*** Begin section ***
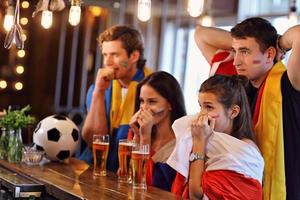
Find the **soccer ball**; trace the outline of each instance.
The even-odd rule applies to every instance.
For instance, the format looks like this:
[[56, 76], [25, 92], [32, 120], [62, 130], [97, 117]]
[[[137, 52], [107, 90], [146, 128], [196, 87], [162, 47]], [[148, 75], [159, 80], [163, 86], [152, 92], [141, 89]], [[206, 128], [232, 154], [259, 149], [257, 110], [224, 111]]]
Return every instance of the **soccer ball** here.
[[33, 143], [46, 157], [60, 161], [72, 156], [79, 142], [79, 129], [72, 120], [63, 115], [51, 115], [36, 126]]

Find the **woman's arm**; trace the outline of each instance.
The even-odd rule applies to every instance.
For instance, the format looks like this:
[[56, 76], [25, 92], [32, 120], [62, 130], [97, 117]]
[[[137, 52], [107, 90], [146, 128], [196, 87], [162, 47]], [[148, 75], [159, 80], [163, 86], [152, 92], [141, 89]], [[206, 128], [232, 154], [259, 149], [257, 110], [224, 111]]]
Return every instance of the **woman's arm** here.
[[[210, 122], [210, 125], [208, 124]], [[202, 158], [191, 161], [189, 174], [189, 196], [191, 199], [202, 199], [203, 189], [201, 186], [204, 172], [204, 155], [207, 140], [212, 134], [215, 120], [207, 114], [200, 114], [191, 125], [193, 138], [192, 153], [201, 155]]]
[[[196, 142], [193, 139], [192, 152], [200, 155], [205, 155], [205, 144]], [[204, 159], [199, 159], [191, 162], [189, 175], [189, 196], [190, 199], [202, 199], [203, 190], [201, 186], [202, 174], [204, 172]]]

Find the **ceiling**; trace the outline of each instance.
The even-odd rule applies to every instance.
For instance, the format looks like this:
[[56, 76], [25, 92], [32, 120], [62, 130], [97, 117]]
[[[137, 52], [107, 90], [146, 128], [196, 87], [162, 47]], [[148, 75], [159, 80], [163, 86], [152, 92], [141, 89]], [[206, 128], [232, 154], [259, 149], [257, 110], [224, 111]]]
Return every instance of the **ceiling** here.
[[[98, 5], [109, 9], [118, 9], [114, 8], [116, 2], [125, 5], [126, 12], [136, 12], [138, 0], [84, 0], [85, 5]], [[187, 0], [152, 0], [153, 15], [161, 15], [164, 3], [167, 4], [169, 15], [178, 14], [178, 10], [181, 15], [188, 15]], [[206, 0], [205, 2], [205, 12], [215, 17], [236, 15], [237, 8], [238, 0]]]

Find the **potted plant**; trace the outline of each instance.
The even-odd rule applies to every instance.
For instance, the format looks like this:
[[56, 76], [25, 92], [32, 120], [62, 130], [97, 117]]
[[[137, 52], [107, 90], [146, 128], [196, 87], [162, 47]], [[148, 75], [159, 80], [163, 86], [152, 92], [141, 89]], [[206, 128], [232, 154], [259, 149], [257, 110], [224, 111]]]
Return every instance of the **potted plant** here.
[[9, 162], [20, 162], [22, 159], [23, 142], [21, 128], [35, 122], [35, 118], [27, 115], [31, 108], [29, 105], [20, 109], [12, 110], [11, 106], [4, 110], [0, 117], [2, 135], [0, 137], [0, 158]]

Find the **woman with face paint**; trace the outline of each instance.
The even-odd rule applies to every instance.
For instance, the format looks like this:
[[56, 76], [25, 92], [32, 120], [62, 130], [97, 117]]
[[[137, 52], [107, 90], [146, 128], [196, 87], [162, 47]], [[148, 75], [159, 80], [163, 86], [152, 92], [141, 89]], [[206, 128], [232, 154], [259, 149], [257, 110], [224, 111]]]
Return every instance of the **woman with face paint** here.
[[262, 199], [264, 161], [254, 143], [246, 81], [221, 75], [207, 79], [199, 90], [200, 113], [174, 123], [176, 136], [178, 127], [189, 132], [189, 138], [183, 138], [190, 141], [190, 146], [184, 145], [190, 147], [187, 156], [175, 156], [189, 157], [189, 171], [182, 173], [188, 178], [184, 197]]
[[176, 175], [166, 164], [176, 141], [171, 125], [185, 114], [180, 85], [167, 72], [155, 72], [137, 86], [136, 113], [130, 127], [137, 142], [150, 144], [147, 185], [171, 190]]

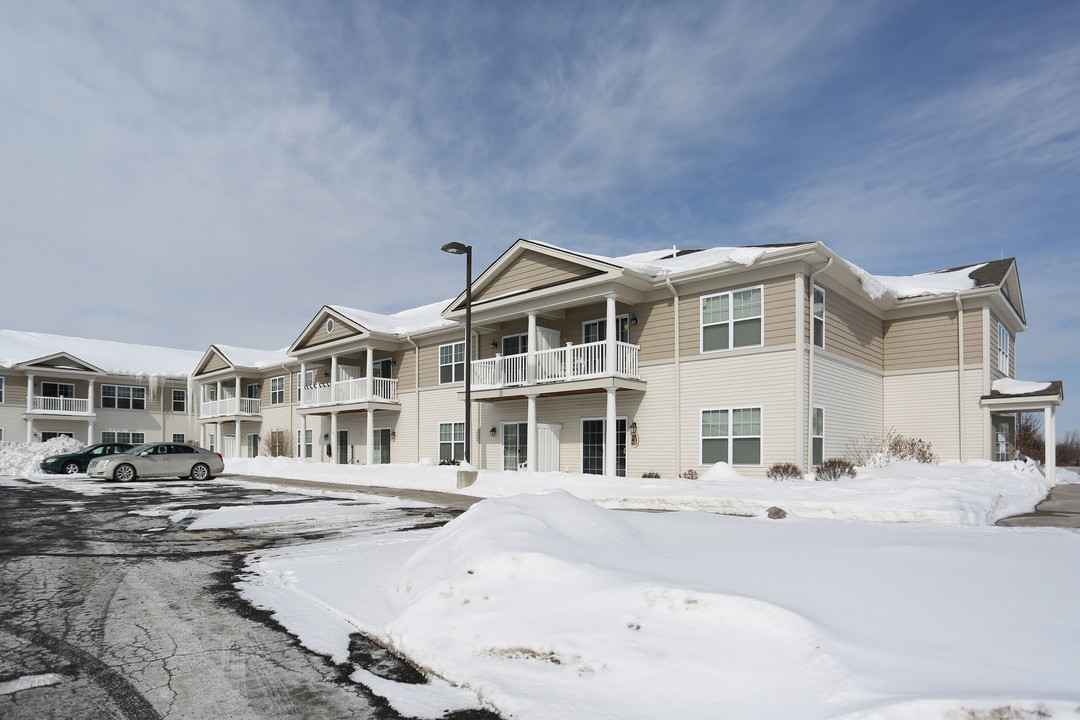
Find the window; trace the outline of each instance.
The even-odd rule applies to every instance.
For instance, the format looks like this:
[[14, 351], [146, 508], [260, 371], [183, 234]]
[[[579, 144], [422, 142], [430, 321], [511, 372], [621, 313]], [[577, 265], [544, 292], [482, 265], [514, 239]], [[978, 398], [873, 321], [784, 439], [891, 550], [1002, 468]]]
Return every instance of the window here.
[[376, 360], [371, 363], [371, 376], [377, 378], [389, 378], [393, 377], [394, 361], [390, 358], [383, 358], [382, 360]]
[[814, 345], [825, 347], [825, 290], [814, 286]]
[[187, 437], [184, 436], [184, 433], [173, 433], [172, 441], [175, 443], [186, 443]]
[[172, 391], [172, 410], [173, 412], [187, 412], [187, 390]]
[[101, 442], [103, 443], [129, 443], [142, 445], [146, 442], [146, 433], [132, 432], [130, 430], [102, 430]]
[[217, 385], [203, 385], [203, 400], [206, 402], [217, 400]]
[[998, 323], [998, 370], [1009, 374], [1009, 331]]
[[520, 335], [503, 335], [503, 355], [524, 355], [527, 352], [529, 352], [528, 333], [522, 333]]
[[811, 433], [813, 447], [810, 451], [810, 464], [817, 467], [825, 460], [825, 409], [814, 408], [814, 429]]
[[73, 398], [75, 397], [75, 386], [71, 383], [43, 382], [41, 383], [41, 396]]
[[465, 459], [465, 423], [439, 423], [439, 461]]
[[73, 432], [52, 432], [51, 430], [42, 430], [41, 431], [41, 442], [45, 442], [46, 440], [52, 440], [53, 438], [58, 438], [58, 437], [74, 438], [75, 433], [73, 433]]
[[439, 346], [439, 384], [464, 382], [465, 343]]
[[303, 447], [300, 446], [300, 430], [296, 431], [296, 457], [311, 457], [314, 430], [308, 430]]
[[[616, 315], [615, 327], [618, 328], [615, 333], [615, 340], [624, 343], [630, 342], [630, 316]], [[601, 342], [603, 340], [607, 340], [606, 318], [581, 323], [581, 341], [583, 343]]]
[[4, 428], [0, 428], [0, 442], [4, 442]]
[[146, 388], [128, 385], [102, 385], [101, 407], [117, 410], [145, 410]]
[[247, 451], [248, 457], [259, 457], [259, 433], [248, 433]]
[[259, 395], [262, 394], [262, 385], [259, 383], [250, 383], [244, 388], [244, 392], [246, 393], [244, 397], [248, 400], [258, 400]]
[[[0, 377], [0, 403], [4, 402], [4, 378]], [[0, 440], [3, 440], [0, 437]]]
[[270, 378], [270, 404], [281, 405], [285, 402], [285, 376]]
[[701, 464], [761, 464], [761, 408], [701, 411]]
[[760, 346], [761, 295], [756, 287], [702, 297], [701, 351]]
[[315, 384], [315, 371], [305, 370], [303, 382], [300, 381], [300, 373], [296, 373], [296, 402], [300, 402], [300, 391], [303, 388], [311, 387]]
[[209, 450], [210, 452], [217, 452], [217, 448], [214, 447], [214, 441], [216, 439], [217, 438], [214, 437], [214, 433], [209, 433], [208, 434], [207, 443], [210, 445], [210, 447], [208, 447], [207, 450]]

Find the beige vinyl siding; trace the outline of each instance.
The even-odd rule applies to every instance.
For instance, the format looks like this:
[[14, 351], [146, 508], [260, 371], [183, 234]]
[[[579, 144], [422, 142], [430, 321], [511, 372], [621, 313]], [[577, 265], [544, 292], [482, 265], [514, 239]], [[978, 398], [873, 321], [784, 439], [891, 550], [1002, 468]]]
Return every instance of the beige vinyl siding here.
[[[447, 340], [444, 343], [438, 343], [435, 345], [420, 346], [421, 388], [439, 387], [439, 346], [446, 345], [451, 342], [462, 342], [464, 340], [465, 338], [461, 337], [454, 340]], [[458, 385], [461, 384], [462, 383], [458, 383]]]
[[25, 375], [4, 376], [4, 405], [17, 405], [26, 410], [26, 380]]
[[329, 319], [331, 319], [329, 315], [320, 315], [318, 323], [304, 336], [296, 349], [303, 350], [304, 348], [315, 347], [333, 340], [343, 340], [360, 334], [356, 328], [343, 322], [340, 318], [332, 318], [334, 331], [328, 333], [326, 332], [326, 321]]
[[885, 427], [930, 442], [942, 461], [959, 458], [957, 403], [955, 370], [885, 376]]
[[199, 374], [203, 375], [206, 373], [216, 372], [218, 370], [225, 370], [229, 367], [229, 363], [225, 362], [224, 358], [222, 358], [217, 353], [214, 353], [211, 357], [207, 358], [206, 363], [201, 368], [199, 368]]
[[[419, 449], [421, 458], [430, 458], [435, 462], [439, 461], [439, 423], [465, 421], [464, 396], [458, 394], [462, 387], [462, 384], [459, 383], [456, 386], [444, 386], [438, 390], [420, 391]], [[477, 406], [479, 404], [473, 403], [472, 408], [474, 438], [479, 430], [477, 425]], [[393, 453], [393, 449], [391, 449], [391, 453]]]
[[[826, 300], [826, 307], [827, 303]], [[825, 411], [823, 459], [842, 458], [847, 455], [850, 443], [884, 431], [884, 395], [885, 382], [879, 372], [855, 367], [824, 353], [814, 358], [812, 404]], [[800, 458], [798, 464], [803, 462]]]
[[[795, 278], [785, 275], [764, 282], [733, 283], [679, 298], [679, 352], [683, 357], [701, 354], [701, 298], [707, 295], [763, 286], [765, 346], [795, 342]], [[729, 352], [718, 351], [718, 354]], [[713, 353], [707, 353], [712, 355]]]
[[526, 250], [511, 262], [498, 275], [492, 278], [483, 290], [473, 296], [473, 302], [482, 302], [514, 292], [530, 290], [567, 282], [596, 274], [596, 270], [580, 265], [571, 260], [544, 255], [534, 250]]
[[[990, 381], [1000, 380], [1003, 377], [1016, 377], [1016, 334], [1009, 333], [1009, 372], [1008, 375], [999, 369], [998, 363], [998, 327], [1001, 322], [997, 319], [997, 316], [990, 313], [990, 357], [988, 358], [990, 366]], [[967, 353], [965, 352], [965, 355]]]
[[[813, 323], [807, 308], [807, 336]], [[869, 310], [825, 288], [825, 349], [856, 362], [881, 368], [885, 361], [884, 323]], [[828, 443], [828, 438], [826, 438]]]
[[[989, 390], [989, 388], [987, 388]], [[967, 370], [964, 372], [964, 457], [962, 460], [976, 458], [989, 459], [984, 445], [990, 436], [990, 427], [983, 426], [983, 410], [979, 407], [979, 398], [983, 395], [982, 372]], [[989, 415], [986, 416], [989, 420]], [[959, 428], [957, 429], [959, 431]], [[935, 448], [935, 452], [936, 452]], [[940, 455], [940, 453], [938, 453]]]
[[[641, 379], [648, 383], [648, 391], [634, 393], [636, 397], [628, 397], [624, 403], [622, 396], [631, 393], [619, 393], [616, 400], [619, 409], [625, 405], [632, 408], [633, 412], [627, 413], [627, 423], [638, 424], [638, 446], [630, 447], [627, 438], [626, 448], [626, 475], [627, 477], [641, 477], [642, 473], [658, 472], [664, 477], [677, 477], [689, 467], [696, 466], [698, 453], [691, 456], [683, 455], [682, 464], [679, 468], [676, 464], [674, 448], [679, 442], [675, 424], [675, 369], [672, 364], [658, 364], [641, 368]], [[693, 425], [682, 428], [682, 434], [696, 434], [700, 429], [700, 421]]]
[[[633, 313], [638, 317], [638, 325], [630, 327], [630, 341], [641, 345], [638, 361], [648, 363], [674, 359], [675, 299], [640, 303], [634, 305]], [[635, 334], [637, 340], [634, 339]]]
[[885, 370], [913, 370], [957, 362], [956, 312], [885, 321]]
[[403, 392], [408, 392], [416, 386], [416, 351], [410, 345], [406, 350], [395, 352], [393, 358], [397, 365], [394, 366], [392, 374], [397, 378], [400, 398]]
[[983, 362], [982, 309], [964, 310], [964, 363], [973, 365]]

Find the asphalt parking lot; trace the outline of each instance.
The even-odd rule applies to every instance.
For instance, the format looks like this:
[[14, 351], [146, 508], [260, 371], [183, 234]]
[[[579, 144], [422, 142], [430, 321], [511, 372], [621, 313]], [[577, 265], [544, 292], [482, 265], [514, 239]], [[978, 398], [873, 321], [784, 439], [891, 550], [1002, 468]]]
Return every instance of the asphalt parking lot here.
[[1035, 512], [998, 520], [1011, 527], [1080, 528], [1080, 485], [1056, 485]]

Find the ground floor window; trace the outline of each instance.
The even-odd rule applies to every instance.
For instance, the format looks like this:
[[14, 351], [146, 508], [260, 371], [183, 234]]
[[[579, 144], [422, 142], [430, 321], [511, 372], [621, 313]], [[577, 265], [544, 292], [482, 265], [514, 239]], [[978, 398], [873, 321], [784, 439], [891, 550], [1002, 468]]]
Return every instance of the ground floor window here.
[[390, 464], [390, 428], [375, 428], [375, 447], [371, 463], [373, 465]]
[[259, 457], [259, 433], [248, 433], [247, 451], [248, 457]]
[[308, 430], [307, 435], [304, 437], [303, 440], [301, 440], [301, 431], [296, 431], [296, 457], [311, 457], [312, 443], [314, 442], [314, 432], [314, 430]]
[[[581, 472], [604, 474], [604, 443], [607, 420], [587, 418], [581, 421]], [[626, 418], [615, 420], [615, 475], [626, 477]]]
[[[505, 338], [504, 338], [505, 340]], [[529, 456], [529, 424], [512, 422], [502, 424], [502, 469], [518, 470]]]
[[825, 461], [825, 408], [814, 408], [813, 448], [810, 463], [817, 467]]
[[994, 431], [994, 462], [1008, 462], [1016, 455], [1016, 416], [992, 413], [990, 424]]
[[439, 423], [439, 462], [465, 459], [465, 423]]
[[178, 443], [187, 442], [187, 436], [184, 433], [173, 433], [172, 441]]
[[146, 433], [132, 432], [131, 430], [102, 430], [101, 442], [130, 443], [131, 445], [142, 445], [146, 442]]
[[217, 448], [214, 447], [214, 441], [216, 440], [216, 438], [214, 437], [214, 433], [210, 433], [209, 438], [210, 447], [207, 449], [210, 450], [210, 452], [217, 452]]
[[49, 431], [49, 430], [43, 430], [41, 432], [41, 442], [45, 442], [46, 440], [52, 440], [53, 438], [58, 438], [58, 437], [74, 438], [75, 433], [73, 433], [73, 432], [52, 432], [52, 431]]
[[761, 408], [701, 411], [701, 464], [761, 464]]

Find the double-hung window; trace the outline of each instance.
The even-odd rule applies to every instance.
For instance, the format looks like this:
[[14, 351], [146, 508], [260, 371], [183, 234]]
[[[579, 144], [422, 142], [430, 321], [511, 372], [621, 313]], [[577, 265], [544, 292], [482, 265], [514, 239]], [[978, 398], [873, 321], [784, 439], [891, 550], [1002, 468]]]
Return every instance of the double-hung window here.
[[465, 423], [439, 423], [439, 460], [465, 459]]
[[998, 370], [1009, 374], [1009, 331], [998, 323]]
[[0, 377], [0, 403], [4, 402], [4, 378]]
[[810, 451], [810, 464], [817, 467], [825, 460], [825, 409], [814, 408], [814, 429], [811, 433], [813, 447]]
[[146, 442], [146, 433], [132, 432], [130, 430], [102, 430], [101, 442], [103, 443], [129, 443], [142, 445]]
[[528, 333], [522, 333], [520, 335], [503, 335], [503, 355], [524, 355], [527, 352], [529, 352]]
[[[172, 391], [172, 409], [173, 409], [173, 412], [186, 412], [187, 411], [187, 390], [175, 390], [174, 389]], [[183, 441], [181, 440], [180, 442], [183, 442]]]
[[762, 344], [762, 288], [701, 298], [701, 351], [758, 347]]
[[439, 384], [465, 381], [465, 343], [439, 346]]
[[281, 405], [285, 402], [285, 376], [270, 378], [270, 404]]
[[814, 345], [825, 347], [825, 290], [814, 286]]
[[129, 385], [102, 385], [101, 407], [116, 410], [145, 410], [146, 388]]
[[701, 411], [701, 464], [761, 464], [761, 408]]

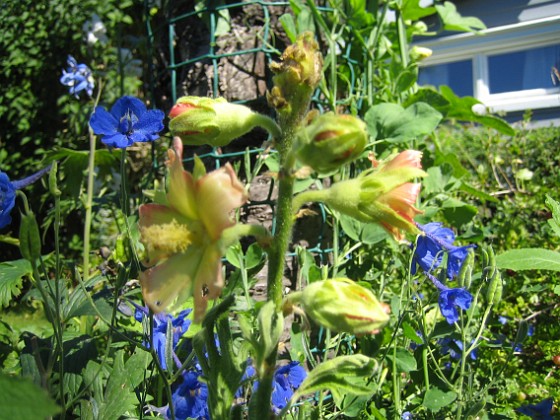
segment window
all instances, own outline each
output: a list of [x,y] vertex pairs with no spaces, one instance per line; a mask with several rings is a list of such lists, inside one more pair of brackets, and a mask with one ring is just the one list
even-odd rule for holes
*** End section ***
TASK DETAILS =>
Where does the word "each" appear in the records? Copy every line that holds it.

WORKED SOLUTION =>
Find the **soccer ball**; trace the outline of each instance.
Find the **woman's arm**; trace the outline of each instance.
Find the **ceiling**; trace the outline of each instance.
Find the **potted plant**; trace the outline of each instance.
Find the **woman with face paint**; trace the outline of each instance.
Find the window; trace the outline of each instance.
Find the beige vinyl siding; trace the outline of each instance.
Find the asphalt parking lot; trace the outline of each instance.
Find the ground floor window; trace the outline of each instance.
Find the double-hung window; trace the outline of each instance.
all instances, own outline each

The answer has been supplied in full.